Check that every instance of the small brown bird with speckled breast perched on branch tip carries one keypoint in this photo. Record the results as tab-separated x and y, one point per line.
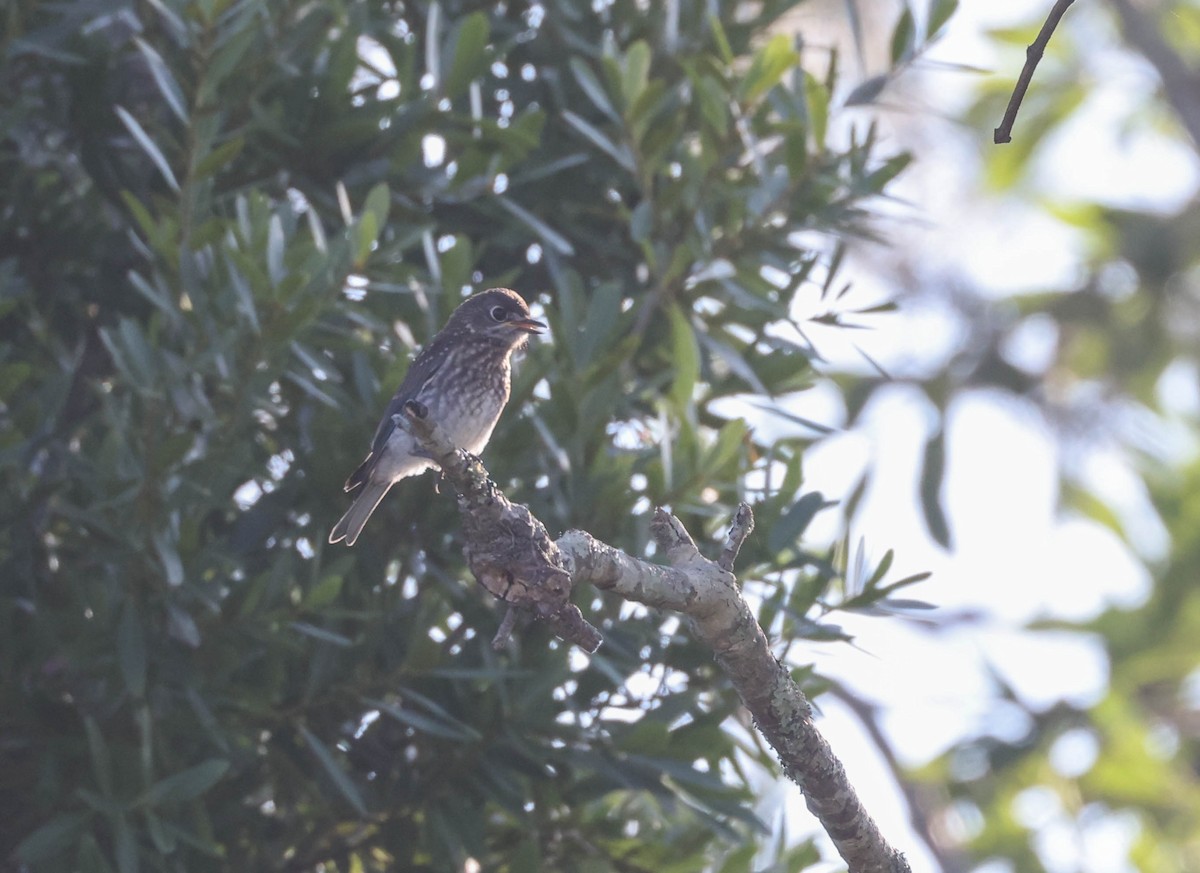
464	378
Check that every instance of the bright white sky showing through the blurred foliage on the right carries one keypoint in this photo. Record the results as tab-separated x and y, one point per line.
1016	559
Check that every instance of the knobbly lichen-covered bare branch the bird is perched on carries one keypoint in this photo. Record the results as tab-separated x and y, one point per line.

● ● ● ● ●

→ **Brief**
The listing above should be repeated word for word, pictures removed.

→ **Your response**
Check that every instance of the small brown bird with speckled breast perched on branch tip carries one keypoint in this photo. Record the results as tab-separated x and y, one point per line.
464	378
Check that every instance of the bright white sky showing through the blurred foliage on the right carries one keypoint in this photo. Record the results as tab-separated x and y, one point per line.
1016	559
Check that every instance of the knobbly lichen-covered bare branch the bird is perched on carries one keypoint in this photo. Record the results as tab-separated x and y, one point per line.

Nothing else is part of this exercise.